Assignment: How many lines below contain the string "hazy"? Reply with the figure and no further words.

(Dataset records)
* * * * *
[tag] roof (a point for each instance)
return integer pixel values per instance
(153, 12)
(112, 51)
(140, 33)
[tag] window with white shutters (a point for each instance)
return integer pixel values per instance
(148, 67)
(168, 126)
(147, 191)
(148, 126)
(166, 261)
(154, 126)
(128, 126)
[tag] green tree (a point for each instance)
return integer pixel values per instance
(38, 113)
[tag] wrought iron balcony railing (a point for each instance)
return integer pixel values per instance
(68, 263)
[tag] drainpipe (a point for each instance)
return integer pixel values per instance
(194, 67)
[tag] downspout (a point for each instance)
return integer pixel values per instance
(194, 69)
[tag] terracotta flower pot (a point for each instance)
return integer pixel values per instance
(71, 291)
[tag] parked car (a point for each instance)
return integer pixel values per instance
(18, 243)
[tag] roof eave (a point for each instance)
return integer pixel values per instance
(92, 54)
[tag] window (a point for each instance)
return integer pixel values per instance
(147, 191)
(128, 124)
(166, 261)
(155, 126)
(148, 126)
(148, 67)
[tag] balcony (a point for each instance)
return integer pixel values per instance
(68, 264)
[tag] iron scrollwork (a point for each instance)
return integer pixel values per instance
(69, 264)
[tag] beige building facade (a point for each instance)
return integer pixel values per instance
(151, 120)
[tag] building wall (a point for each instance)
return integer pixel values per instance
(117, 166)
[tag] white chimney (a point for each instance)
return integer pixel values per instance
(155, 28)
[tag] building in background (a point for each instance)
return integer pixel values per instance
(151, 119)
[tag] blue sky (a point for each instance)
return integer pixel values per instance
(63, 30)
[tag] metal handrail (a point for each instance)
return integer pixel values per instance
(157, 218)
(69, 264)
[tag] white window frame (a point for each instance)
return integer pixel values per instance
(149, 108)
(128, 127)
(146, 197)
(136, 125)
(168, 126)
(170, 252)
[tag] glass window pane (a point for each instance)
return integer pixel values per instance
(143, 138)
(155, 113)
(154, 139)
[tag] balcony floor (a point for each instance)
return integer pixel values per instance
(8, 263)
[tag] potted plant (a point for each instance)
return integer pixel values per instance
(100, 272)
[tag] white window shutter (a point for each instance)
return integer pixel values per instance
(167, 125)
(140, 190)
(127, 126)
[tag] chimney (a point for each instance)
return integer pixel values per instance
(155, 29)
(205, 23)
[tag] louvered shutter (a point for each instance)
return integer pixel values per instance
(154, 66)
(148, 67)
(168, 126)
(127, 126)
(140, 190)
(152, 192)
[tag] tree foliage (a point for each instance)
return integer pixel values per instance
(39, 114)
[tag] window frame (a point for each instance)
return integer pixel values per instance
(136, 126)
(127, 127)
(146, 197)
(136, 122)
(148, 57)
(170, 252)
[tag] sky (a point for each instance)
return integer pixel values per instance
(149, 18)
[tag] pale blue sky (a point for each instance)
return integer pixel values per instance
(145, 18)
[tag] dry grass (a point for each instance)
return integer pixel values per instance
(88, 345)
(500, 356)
* * * * *
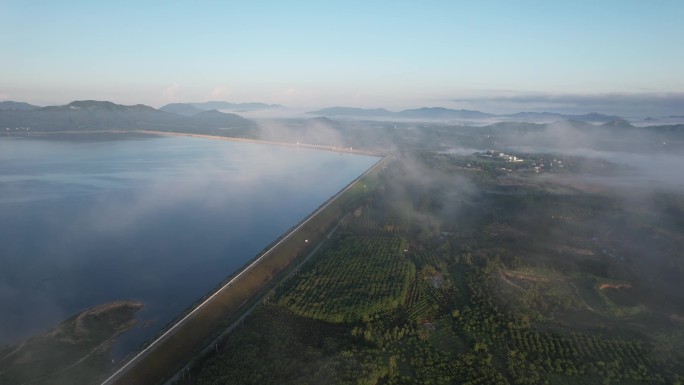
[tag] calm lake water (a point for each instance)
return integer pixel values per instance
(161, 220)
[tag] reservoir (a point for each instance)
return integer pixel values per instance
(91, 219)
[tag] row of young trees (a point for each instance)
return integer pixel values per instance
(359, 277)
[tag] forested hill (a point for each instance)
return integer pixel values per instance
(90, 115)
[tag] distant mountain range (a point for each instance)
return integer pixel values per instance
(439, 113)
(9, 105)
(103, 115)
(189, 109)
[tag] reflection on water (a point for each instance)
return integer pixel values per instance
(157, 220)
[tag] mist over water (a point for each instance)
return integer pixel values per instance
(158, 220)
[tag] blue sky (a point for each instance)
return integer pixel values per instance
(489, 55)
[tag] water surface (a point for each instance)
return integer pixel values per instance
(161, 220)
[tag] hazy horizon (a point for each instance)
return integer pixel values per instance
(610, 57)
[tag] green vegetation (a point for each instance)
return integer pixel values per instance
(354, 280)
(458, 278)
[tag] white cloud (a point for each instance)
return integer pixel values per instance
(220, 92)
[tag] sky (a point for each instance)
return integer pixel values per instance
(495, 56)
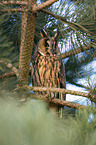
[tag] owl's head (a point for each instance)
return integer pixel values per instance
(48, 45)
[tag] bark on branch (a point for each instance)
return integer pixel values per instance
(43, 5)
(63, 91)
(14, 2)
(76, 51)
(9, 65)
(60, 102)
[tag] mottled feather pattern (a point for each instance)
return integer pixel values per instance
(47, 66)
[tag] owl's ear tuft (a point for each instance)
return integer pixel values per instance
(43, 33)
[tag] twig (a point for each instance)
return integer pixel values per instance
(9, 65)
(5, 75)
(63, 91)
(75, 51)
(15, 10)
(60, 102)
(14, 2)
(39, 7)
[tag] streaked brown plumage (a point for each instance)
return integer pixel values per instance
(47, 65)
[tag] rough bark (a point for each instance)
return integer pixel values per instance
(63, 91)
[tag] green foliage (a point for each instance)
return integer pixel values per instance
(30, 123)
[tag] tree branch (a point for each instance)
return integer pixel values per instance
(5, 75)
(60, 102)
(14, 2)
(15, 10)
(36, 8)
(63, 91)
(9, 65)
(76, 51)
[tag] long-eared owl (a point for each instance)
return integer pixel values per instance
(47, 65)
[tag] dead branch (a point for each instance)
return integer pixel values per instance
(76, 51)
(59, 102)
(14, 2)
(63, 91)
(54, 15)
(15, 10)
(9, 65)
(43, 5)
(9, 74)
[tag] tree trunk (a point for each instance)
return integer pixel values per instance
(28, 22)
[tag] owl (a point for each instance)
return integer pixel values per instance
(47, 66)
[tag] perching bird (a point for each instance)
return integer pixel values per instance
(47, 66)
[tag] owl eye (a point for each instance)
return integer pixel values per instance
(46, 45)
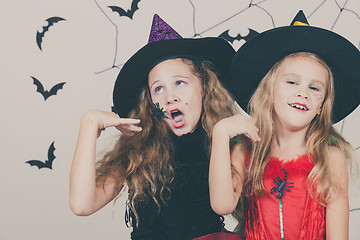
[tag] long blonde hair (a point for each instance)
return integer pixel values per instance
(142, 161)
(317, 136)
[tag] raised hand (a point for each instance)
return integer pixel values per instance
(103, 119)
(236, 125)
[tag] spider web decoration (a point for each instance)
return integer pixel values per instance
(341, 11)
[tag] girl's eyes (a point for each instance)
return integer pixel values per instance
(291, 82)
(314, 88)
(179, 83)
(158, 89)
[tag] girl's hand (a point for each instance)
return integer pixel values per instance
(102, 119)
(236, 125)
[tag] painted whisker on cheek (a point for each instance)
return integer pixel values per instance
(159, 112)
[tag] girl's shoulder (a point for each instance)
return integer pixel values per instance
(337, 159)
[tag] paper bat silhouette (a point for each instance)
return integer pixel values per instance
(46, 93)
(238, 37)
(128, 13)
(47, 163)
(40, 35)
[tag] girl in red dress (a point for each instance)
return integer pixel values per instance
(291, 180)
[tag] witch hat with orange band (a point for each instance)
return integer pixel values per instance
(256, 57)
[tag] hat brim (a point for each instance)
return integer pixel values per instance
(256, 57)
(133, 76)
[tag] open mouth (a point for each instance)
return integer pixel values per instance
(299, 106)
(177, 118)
* * * * *
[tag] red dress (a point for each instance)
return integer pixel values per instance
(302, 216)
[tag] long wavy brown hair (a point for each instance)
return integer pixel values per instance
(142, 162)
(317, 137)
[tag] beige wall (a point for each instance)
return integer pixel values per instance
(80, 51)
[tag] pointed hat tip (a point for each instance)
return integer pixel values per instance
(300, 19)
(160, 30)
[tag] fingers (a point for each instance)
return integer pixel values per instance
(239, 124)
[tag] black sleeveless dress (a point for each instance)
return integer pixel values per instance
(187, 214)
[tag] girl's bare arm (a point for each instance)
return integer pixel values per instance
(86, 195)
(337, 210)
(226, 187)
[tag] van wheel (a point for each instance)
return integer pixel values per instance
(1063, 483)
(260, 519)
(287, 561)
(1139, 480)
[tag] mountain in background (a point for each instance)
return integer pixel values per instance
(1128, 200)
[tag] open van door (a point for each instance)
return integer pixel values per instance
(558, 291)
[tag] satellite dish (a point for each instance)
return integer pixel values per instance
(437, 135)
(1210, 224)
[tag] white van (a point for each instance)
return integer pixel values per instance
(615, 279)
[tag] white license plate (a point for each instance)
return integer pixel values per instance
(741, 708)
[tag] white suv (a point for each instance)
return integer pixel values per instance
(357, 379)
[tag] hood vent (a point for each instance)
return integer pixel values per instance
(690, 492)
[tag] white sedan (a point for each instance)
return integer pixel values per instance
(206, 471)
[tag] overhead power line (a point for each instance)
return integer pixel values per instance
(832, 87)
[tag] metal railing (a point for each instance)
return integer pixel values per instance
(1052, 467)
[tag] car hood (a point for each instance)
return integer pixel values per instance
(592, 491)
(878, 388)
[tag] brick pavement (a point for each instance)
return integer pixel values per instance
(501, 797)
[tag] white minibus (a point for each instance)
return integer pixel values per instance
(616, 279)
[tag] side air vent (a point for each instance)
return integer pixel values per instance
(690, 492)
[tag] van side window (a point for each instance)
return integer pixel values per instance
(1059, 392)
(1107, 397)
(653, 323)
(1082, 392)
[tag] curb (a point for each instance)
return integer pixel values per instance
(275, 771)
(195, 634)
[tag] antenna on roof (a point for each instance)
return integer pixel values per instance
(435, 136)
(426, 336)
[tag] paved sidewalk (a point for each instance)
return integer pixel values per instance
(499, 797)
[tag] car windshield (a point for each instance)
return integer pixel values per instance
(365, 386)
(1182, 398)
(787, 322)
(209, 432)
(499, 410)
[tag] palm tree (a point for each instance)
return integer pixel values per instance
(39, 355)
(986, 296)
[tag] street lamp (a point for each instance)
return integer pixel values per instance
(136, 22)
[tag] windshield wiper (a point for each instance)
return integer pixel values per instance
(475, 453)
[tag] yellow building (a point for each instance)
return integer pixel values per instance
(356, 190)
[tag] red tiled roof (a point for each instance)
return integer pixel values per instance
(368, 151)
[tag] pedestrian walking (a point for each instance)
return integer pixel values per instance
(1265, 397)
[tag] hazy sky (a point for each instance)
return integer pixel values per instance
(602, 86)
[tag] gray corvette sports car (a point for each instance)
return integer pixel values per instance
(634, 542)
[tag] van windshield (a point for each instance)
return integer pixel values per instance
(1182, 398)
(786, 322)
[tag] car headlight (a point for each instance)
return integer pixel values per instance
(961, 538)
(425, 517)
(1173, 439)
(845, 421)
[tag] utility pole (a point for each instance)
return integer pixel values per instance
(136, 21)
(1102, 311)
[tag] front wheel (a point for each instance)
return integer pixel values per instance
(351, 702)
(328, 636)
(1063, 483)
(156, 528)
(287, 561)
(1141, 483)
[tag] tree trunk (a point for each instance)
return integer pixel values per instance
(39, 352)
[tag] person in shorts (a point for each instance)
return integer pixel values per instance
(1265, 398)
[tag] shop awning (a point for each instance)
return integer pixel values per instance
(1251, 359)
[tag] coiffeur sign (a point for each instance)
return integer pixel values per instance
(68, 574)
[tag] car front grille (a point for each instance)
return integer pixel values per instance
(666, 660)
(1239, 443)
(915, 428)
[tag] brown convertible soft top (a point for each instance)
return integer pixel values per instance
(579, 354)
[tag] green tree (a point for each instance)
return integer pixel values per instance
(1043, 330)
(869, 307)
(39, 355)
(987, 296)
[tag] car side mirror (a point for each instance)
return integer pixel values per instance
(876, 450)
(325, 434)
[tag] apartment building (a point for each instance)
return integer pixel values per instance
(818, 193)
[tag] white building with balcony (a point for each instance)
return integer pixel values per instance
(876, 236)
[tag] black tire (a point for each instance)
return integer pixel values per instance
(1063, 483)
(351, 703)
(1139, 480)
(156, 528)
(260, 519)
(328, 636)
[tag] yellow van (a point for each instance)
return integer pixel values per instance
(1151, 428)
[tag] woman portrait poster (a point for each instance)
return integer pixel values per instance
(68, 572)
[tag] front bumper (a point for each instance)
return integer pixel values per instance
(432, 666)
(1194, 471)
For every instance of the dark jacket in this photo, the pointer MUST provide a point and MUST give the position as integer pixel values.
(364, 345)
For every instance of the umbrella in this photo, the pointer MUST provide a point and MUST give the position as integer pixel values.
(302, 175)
* * * * *
Response to the task: 2